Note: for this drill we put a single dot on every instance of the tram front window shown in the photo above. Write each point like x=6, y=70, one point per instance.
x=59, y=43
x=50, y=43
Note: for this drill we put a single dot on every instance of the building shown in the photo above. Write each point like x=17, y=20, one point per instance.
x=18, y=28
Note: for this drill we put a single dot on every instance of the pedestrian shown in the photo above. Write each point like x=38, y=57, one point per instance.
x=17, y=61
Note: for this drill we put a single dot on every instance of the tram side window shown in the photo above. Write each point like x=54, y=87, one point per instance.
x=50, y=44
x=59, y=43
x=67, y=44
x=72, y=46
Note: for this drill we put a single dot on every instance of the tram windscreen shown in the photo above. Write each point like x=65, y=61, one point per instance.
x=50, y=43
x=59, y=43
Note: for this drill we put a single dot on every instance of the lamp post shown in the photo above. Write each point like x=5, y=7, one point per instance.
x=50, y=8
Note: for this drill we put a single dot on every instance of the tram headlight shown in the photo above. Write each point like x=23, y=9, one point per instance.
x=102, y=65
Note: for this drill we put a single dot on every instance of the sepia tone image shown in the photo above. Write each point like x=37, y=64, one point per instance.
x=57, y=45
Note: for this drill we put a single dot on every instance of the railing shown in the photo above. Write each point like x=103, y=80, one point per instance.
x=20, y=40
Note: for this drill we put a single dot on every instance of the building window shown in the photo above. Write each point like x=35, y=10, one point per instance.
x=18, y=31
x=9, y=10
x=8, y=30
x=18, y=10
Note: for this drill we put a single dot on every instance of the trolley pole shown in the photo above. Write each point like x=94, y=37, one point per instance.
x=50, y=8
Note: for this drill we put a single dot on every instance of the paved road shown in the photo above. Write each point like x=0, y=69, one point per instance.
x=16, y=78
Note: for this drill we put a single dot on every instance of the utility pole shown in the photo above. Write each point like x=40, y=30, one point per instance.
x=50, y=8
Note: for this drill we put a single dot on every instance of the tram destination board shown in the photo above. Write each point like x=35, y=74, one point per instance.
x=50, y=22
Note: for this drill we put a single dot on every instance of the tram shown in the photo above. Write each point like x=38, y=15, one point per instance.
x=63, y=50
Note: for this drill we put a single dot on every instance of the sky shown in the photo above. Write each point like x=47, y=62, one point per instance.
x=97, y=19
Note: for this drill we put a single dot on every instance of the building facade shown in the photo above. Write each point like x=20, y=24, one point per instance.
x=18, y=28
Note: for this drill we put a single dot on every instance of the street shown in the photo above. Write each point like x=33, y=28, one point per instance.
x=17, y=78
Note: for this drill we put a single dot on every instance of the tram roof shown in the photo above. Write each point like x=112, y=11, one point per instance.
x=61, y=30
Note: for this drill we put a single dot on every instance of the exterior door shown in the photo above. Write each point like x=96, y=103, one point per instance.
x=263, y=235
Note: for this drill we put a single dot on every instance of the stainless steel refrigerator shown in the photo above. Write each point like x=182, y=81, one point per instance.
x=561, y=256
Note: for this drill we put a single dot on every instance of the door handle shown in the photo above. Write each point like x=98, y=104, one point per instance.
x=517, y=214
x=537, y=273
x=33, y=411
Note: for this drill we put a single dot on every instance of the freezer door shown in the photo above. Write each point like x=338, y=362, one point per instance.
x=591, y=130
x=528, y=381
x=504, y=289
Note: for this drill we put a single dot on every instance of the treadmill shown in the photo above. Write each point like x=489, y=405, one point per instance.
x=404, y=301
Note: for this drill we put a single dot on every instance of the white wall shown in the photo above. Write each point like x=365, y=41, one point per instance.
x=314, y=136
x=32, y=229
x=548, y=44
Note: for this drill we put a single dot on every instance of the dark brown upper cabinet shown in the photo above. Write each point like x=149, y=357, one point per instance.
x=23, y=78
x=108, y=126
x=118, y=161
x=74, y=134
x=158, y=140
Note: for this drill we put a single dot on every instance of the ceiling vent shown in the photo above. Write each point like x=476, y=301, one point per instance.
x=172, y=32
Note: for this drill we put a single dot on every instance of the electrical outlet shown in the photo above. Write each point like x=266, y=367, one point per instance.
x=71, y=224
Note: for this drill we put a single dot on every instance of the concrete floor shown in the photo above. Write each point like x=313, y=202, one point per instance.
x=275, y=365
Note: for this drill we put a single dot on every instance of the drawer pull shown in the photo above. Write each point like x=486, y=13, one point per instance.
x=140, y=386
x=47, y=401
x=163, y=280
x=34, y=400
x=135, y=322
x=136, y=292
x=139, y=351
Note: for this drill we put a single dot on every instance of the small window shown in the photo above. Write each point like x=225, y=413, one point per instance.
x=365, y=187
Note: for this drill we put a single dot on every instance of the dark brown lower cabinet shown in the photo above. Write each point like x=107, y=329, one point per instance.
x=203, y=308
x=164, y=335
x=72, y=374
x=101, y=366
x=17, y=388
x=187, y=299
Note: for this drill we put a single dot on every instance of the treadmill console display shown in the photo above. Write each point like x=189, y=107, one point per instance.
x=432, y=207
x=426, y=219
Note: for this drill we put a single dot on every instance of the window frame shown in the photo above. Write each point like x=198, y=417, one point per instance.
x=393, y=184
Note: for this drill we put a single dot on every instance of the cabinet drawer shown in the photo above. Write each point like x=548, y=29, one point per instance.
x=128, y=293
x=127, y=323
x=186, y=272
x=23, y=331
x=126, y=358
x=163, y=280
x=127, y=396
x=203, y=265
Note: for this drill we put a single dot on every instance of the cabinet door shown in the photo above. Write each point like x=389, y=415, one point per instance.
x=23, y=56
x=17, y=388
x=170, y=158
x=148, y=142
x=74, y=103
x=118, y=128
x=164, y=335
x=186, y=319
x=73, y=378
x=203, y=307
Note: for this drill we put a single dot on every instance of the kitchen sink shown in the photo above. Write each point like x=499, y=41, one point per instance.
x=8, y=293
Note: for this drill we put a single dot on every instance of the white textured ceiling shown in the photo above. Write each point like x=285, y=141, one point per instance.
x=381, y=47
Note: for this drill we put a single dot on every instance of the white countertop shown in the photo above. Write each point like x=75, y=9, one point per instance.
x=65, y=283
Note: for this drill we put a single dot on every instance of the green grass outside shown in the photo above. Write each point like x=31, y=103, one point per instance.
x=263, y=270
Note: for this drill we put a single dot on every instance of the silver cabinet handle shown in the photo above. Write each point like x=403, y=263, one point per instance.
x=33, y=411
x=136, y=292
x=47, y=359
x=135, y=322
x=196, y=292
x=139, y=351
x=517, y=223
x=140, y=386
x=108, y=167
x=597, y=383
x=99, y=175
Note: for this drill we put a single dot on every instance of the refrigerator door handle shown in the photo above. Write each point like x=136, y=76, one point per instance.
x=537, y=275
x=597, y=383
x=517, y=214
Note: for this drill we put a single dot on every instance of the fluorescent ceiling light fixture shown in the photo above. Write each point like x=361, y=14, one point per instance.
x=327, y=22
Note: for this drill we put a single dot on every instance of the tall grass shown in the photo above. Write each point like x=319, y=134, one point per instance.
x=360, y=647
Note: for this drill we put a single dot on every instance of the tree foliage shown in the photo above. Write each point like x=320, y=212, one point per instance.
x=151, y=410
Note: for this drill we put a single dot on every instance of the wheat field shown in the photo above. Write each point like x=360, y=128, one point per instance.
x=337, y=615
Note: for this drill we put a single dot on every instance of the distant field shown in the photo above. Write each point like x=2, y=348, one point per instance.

____

What you have to do
Set down all of the material above again, line for line, without changing a single character.

The reply
Note: for this drill we put a single dot on every instance of the tram front window shown in the photo above. Write each point like x=6, y=70, one point per instance.
x=59, y=43
x=50, y=43
Note: for this drill we put a single dot on every instance of the building shown in the photo above. Write each point like x=17, y=20, one point per instance.
x=18, y=28
Note: for this drill we put a single dot on every instance of the pedestrian shown in the photo above. Write each point like x=38, y=57, one point per instance.
x=17, y=61
Note: for this drill we put a single dot on every instance of the tram side window shown in the photo above. Write each point like x=54, y=87, one point per instance.
x=50, y=44
x=59, y=43
x=67, y=44
x=72, y=46
Note: for this drill we put a single dot on every instance of the tram windscreen shown in the photo above. Write each point like x=65, y=61, one point per instance.
x=50, y=43
x=59, y=43
Note: for this drill we put a single dot on every instance of the lamp post shown in the photo above. Write each point like x=5, y=7, one point per instance.
x=50, y=8
Note: for this drill we put a single dot on every instance of the tram headlight shown in the photo above. Write each point like x=23, y=9, one point per instance.
x=102, y=65
Note: for this drill we put a single dot on every instance of the sepia tone image shown in the photo above. Write each point like x=37, y=64, one point per instance.
x=57, y=45
Note: for this drill we put a single dot on every instance of the railing shown in the photo above. Write each point like x=103, y=80, one point per instance.
x=20, y=40
Note: for this drill we put a single dot on every instance of the building window shown in the photo above. Write each point like x=35, y=10, one point per instance.
x=18, y=31
x=9, y=10
x=8, y=30
x=18, y=10
Note: for this drill we put a single dot on every instance of the trolley pole shown in the photo above. Write each point like x=94, y=37, one point per instance.
x=50, y=8
Note: for this drill we put a single dot on every instance of the paved road shown in the photo above. Write each point like x=0, y=69, one point per instance.
x=16, y=78
Note: for this drill we put a single dot on every instance of the utility pole shown in the photo above. Write each point like x=40, y=30, one point per instance.
x=50, y=8
Note: for this drill we put a single dot on every instance of the tram destination board shown in the photo above. Write each point like x=35, y=74, one point per instance.
x=50, y=22
Note: for this drill we put a single dot on every instance of the tram shown in the photo above. Write each point like x=38, y=15, one point per instance.
x=63, y=50
Note: for this drill we put a single dot on every instance of the sky shown in the photo above. Write each point like x=47, y=62, one point per instance.
x=97, y=19
Note: for this drill we put a single dot on every instance of the building facade shown in the photo above. Write each point like x=20, y=24, one point per instance.
x=18, y=28
Note: for this drill we put a single dot on every instance of the street shown in the photo above. Write each point like x=33, y=28, one point per instance.
x=17, y=78
Note: for this drill we put a single dot on every instance of the tram roof shown in the photo above. Write each point like x=112, y=11, one point per instance.
x=61, y=30
Note: for this drill we put a single dot on every instance of the exterior door shown in the photo above. Write each point like x=96, y=103, one point per instance.
x=263, y=235
Note: for this drill we put a single dot on every instance of the stainless steel refrigerator shown in the photo above. Write each point like x=182, y=81, one point per instance.
x=561, y=256
Note: for this drill we put a single dot on every instance of the door handle shown in the photo above. Write each point like x=98, y=104, one point per instance.
x=517, y=214
x=537, y=273
x=33, y=411
Note: for this drill we put a single dot on every instance of the freezer door shown in the photo above. Write each point like x=338, y=362, one point per instance.
x=591, y=130
x=528, y=381
x=504, y=289
Note: for this drill we put a single dot on every instance of the treadmill shown in the photo above. Write each point like x=489, y=405, one point per instance.
x=404, y=301
Note: for this drill we put a single dot on every instance of the white wall shown in the photo above. Write each point like x=365, y=41, one point per instance.
x=314, y=136
x=32, y=229
x=548, y=44
Note: for this drill we put a single dot on every instance of the dark brown upper cabinet shown in the photo above. Write each point like x=149, y=357, one point per instance.
x=23, y=78
x=108, y=126
x=118, y=161
x=74, y=134
x=158, y=140
Note: for this drill we put a single dot on every instance of the ceiling vent shown in the photo above. Write each point like x=476, y=301, one point per instance.
x=172, y=32
Note: for this drill we put a single dot on every instance of the electrical outlet shown in the photo above. Write each point like x=266, y=367, one point per instance.
x=71, y=224
Note: for this drill we put a single dot on every instance of the concrete floor shown in the photo above. Write each point like x=313, y=202, one point per instance.
x=275, y=365
Note: for this drill we put a single dot on every instance of the drawer pull shown in the photo above. Write each point like x=486, y=13, one point per instance.
x=140, y=386
x=47, y=401
x=163, y=280
x=34, y=400
x=135, y=322
x=136, y=292
x=139, y=351
Note: for this drill we put a single dot on every instance of the small window shown in the photo above. Write each point like x=225, y=413, one point per instance.
x=365, y=187
Note: for this drill we put a single dot on every instance of the dark brown lower cabinet shown in the photo above. Write each point like x=107, y=329, one point per instance.
x=203, y=308
x=164, y=335
x=72, y=374
x=101, y=366
x=17, y=388
x=187, y=299
Note: for this drill we put a single dot on every instance of the treadmill console display shown in the photo above. Write each point like x=189, y=107, one point per instance.
x=432, y=207
x=426, y=219
Note: for this drill we put a single dot on every instance of the window frame shown in the photo above. Write each point like x=198, y=417, one point per instance.
x=393, y=184
Note: for this drill we put a single dot on every instance of the cabinet drawer shown in the photo above. Write each point like x=548, y=29, one point per instance.
x=128, y=293
x=127, y=323
x=186, y=272
x=23, y=331
x=126, y=358
x=163, y=280
x=127, y=396
x=203, y=265
Note: for this drill we put a single dot on every instance of the cabinet door shown in the photo above. Write each point like x=389, y=415, one point per instance.
x=23, y=56
x=17, y=388
x=170, y=158
x=148, y=142
x=74, y=103
x=118, y=128
x=164, y=335
x=186, y=319
x=73, y=378
x=203, y=307
Note: for this drill we put a single dot on every instance of the kitchen sink shown in the photo above. Write each point like x=499, y=41, one point per instance.
x=8, y=293
Note: for this drill we put a single dot on every instance of the white textured ceiling shown in the photo above. Write each point like x=285, y=141, one point per instance.
x=381, y=47
Note: for this drill we put a single dot on every instance of the white countertop shown in the photo above. Write each point like x=75, y=9, one point per instance.
x=65, y=283
Note: for this drill we put a single dot on every instance of the green grass outside shown in the photo above. Write each point like x=31, y=103, one point per instance.
x=263, y=270
Note: for this drill we put a single dot on every instance of the silver cabinet handle shown in the photo above. Write each point like x=403, y=263, one point per instance.
x=33, y=411
x=136, y=292
x=47, y=359
x=135, y=322
x=196, y=292
x=139, y=351
x=517, y=223
x=140, y=386
x=108, y=167
x=597, y=383
x=99, y=175
Note: for this drill we put a single dot on every instance of the refrigerator door handle shown in the photo above. Write each point like x=136, y=76, one point per instance.
x=537, y=275
x=597, y=383
x=517, y=214
Note: for this drill we put a single dot on every instance of the fluorescent ceiling light fixture shown in the photo above. Write each point like x=361, y=14, one point per instance.
x=327, y=22
Note: for this drill we put a single dot on every instance of the tall grass shown in the photo above. Write each point like x=319, y=134, one point per instance.
x=360, y=647
Note: for this drill we put a single dot on every instance of the tree foliage shown in the photo above. Write each point like x=320, y=212, one point per instance.
x=151, y=410
Note: for this drill we put a single dot on every instance of the wheat field shown in the photo above. Write each point like x=360, y=128, one point per instance.
x=337, y=615
Note: for this drill we put a single dot on every instance of the distant field shown in the photo above. Write each point like x=2, y=348, one point per instance.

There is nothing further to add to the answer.